_EXERCISE INSTRUCTIONS_. Copy out the stretch of the records from the line containing "of the misty" through the end of the records, both ends included. Keep every line's wording unchanged, but multiply each x and y coordinate in the answers by 1.5 and round it to a whole number, with halves rounded up, giving nothing outside that stretch.

((

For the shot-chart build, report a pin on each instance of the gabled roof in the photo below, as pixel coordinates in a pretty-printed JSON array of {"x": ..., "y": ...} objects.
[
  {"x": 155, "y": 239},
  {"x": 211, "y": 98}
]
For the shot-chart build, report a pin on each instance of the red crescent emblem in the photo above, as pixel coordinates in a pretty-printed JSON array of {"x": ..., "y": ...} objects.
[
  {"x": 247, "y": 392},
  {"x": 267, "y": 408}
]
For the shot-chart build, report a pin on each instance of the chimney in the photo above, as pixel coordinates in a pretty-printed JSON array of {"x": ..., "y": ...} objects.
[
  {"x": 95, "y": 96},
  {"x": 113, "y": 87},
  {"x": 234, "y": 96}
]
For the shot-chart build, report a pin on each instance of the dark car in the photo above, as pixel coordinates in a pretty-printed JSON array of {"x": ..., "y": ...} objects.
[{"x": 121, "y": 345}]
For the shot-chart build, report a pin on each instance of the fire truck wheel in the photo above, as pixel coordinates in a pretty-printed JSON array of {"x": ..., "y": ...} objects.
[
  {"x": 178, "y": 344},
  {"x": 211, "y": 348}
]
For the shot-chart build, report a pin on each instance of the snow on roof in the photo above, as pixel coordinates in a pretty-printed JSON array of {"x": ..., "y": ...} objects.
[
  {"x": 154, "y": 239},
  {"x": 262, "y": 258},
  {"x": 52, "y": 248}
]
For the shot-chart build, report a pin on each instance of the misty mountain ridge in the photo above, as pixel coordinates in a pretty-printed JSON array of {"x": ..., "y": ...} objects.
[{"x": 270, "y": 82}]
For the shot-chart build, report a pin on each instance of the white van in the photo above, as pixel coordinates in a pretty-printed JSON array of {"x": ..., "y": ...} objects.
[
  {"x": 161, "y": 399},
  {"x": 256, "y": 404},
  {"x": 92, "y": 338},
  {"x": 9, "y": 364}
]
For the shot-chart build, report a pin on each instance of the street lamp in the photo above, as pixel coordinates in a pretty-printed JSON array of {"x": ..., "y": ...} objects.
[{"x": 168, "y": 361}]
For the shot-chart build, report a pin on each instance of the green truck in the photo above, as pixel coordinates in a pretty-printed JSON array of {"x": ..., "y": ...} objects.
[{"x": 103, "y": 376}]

))

_COMPLETE RESPONSE_.
For the shot-chart build, report a pin on each instance of the misty mountain ridge in the photo above, as pixel coordinates in a pretty-printed JSON array of {"x": ..., "y": ...} objects.
[{"x": 405, "y": 123}]
For the shot-chart build, report a pin on each instance of the white van in the photo above, as pixel coordinates in a pretty-printed JSON array of {"x": ..., "y": ...} objects.
[
  {"x": 242, "y": 599},
  {"x": 384, "y": 606},
  {"x": 138, "y": 507},
  {"x": 14, "y": 546}
]
For the shot-chart build, report a pin on each instance of the street lamp in the photo above, as pixel coordinates in a pretty-printed JSON array of {"x": ..., "y": ...} objects.
[{"x": 252, "y": 542}]
For the shot-chart build, report a pin on each instance of the green truck in the photo above, as pixel coordinates in a pretty-printed JSON array of {"x": ..., "y": ...} objects.
[{"x": 155, "y": 564}]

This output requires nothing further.